#### INSTRUCTION
Copy the records below exactly, leaving out every picture.

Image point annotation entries
Begin

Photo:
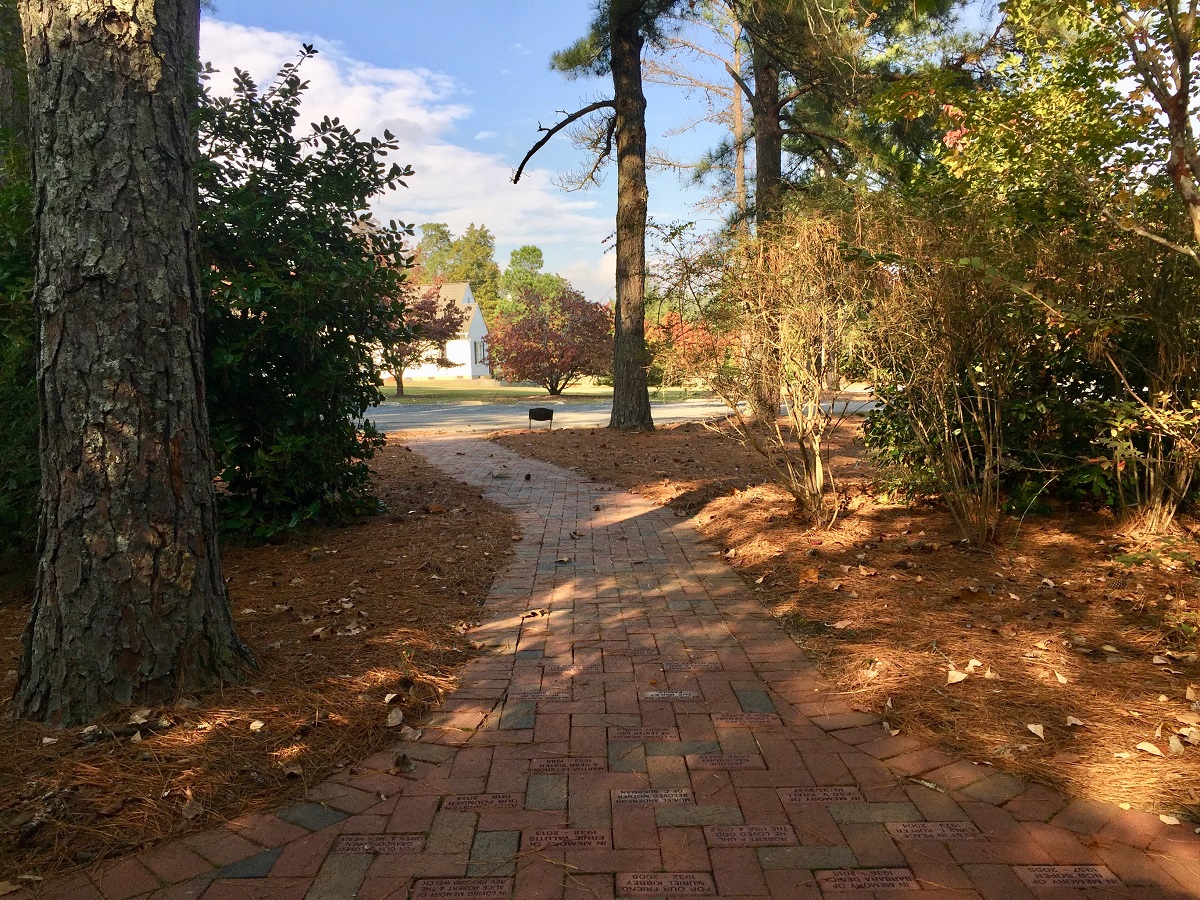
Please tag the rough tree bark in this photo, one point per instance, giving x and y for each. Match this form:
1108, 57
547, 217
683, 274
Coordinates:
630, 391
768, 137
13, 108
130, 605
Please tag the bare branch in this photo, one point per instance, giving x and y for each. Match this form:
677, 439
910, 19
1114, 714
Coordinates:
555, 129
737, 77
1150, 235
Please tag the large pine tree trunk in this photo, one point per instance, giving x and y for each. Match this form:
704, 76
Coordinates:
630, 391
768, 137
130, 604
13, 113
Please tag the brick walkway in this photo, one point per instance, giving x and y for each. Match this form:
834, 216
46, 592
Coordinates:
641, 729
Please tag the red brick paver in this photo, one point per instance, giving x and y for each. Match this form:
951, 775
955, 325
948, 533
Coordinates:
653, 730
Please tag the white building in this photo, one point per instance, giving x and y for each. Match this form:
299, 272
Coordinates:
468, 351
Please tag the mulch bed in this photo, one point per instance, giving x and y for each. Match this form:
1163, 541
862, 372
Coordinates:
339, 618
1066, 617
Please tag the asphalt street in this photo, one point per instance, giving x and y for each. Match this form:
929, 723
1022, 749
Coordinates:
477, 417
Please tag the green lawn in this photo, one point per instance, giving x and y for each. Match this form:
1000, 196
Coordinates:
467, 391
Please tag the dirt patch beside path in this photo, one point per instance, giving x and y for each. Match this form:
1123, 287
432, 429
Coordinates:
339, 619
1074, 651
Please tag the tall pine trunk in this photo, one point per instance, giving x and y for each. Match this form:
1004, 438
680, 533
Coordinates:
130, 605
630, 391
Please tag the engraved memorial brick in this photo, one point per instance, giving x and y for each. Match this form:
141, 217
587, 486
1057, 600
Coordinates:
378, 844
867, 880
677, 666
726, 720
483, 801
463, 889
568, 766
934, 831
648, 796
641, 735
567, 839
725, 761
820, 795
1067, 876
749, 835
660, 885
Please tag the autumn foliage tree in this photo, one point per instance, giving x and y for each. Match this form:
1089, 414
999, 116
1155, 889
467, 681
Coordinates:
555, 341
424, 329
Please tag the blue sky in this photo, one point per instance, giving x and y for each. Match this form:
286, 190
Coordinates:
465, 84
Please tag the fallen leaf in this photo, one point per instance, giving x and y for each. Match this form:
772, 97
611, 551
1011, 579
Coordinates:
405, 765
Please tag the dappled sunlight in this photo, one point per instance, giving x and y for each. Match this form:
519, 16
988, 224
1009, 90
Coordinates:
955, 646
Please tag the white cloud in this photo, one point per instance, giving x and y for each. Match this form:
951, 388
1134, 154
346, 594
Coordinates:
451, 184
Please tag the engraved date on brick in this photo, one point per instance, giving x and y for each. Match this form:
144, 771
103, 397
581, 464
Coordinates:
483, 801
568, 766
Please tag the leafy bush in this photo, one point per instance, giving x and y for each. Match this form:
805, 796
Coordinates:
301, 286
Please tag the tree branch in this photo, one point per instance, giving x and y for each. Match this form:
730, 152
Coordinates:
553, 130
737, 77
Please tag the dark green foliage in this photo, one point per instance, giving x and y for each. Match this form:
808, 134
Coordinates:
300, 285
18, 389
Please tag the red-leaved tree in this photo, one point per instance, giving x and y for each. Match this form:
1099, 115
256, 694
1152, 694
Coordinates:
429, 323
556, 341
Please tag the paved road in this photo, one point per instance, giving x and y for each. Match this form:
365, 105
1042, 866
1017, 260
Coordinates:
493, 417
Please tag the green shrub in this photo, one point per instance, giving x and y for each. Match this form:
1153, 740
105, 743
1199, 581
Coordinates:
300, 286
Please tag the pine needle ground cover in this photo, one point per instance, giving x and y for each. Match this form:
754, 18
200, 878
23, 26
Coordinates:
353, 627
1066, 653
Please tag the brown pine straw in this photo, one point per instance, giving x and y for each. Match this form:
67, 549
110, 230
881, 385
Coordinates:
414, 579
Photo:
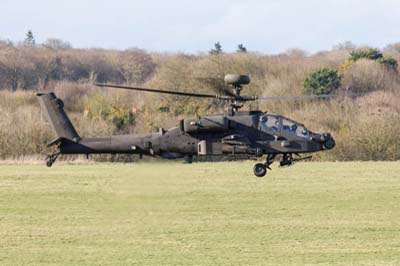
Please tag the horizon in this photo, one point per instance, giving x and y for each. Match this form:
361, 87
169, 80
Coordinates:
181, 27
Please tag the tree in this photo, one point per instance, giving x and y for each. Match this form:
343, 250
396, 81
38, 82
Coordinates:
241, 49
322, 81
217, 49
29, 39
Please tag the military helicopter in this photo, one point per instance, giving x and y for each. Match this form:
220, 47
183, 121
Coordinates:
236, 134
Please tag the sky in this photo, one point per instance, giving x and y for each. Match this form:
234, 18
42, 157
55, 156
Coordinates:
265, 26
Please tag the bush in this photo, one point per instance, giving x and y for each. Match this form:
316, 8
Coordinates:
373, 54
389, 62
322, 81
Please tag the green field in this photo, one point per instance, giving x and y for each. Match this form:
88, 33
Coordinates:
200, 214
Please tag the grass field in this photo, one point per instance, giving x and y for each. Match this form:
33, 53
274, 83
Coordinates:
200, 214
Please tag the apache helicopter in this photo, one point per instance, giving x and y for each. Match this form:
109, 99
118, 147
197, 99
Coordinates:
235, 134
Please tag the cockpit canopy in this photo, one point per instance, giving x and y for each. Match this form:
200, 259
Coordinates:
278, 124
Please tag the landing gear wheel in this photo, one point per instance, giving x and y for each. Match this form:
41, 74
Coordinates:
260, 170
51, 159
49, 163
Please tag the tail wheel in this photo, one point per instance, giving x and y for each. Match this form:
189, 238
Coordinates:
260, 170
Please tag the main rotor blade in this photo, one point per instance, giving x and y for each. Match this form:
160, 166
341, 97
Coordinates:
200, 95
300, 97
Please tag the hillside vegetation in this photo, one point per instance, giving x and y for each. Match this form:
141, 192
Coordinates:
365, 128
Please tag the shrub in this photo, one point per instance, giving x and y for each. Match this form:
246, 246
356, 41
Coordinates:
373, 54
322, 81
389, 62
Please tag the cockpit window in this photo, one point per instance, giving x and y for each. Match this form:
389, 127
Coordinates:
270, 122
276, 123
294, 128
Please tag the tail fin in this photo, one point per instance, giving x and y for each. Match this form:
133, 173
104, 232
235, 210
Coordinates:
54, 109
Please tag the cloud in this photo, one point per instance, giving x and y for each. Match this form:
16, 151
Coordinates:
269, 26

End

#### OUTPUT
Photo:
Please tag the rough tree bark in this photo, one point per instance, giving x and y for each. Match this form:
1108, 57
547, 217
683, 274
Coordinates:
630, 391
768, 137
13, 108
130, 605
Please tag the bare branch in this photo, one point per instance, giving x and y for each. Match this form:
677, 439
910, 19
1114, 714
Coordinates:
555, 129
737, 77
1150, 235
Please tag the large pine tree trunk in this photo, one point per instance, giving x and y for each. Match this form:
704, 76
Coordinates:
630, 391
768, 137
130, 604
13, 113
Please tag the brick walkway in this photo, one point per instance, giving x and y for each. Match this form:
834, 216
46, 592
Coordinates:
641, 729
Please tag the red brick paver in this photo, one point per instance, giving x and y for each. Match this form:
951, 775
955, 325
948, 533
Coordinates:
653, 730
Please tag the white building in this photo, one point per instance, giving x and y for each. Match this form:
299, 272
Coordinates:
468, 351
Please tag the mulch bed in this photo, one point per instance, giving x and y for each. Match this form:
1163, 541
862, 372
Coordinates:
339, 618
1066, 617
Please tag the asphalt street in this photo, one point per instance, giving x and y for each. Match this form:
929, 723
1022, 749
Coordinates:
477, 417
Please tag the green lawn in this photo, one point per instance, giving x and y for each. Match this form:
1000, 196
Coordinates:
467, 391
Please tag the dirt patch beside path in this photo, one point per instance, giving x and y for each. Match this form:
1123, 287
432, 429
Coordinates:
339, 619
1074, 651
Please tag the tall pine trunk in this photo, one point per instance, giving x and y for each. Match this form:
1004, 438
680, 533
Coordinates:
130, 605
630, 391
Please tag the engraved memorial brick in this photo, one point per instance, giving x and y for each. Match this form:
141, 217
587, 486
1057, 600
Coordinates:
378, 844
867, 880
677, 666
726, 720
483, 801
463, 889
568, 766
934, 831
648, 796
641, 735
567, 839
725, 761
820, 795
1067, 876
749, 835
660, 885
Please tag the autumn foliage tree in this photo, one point per instance, giving x and y for each. Match this form:
1089, 414
999, 116
1155, 889
467, 681
Coordinates:
555, 341
424, 329
Please tag the blue sky in this photo, one point per instance, giving x and y for each. Match this form:
286, 190
Coordinates:
465, 84
Please tag the fallen leaf in this photo, one point per instance, giving x and y for each. Match this form:
772, 97
611, 551
1011, 579
Coordinates:
405, 765
Please tag the dappled sunlight in this photo, one point per instance, giving x and y for each. Match this form:
519, 16
988, 224
1009, 90
Coordinates:
955, 646
Please tag the white cloud in this photo, one point per instance, giving x and y for each. Match this form:
951, 388
1134, 154
346, 594
Coordinates:
451, 184
Please tag the engraved date on brick in this photo, one point per instance, giving x and y for each. Match this form:
144, 771
103, 397
581, 464
Coordinates:
483, 801
568, 766
Please tag the leafy bush in this photo, one point per instance, giving x and y for each. Match this form:
805, 796
Coordinates:
301, 286
Please tag the tree branch in this photo, one point per instance, giving x and y for each. Match this form:
730, 152
Coordinates:
553, 130
737, 77
Please tag the dark green foliage in this photo, one point per instance, giving x and y for each. Match this form:
808, 134
Coordinates:
300, 285
18, 389
Please tag the red-leaved tree in this photo, one point per instance, giving x and y for each. Match this form:
1099, 115
256, 694
1152, 694
Coordinates:
429, 323
556, 341
Please tag the paved road in this photo, one point per instance, giving x and y for each. Match this form:
365, 105
1042, 866
1017, 260
Coordinates:
493, 417
Please tag the green shrub in this photo, one point per instance, giving x and y for each. Match this form:
1153, 740
105, 743
1199, 581
Coordinates:
300, 286
Please tag the pine needle ground cover in this photo, one point per instance, giving x and y for each. Match this form:
754, 18
200, 878
23, 26
Coordinates:
353, 627
1066, 653
Please tag the brown pine straw in this photo, one point per instance, giving x and y for each. Match this form:
67, 549
110, 230
881, 385
Coordinates:
414, 579
Photo:
Please tag the horizon in this photo, one point per instance, giving x and y for each. Match this form:
361, 87
169, 80
Coordinates:
181, 27
Please tag the tree in this photo, one point per instance, giving x and y for each. Match this form:
343, 250
396, 81
38, 82
Coordinates:
241, 49
322, 81
217, 49
29, 39
Please tag the military helicopter in this photo, one point per instance, giving x and y for each. Match this form:
220, 47
183, 121
Coordinates:
236, 134
Please tag the sky in this photo, one point per instance, giving x and y for each. Match this form:
234, 18
42, 157
55, 156
Coordinates:
265, 26
Please tag the bush in this photo, one point per instance, giving x and y for each. Match this form:
316, 8
Coordinates:
373, 54
389, 62
322, 81
Please tag the green field in this photo, one point per instance, giving x and y for each. Match this form:
88, 33
Coordinates:
200, 214
Please tag the grass field in this photo, one point per instance, giving x and y for each. Match this form:
33, 53
274, 83
Coordinates:
200, 214
Please tag the apache helicopter in this photo, one point per instance, giving x and y for each. Match this form:
109, 99
118, 147
197, 99
Coordinates:
235, 134
Please tag the cockpit canopy in this photo, one point per instance, giving x and y for each. Match this form:
200, 259
Coordinates:
278, 124
Please tag the landing gear wheel in this photo, one point per instance, giving x and y for each. Match this form:
41, 74
Coordinates:
260, 170
51, 159
49, 163
Please tag the tail wheel in this photo, one point per instance, giving x and y for each. Match this form:
189, 238
Coordinates:
260, 170
Please tag the main rotor blade in this photo, one point per instance, giving x and y for each. Match this form:
160, 166
341, 97
Coordinates:
200, 95
300, 97
Please tag the hillside vegetation in this photo, one point per instance, giving x and y for each. Match this form:
141, 192
Coordinates:
365, 128
Please tag the shrub in this photo, one point per instance, giving x and y for each. Match this form:
246, 246
356, 41
Coordinates:
373, 54
322, 81
389, 62
Please tag the cockpit window in this photo, one point per instance, giving x and y for each. Match this form:
389, 127
Coordinates:
270, 122
276, 123
294, 128
Please tag the tail fin in this photo, one point per instance, giving x and y for each. Match this form:
133, 173
104, 232
235, 210
Coordinates:
54, 109
Please tag the cloud in this photo, one point per instance, giving x and y for each. Match this form:
16, 151
Coordinates:
269, 26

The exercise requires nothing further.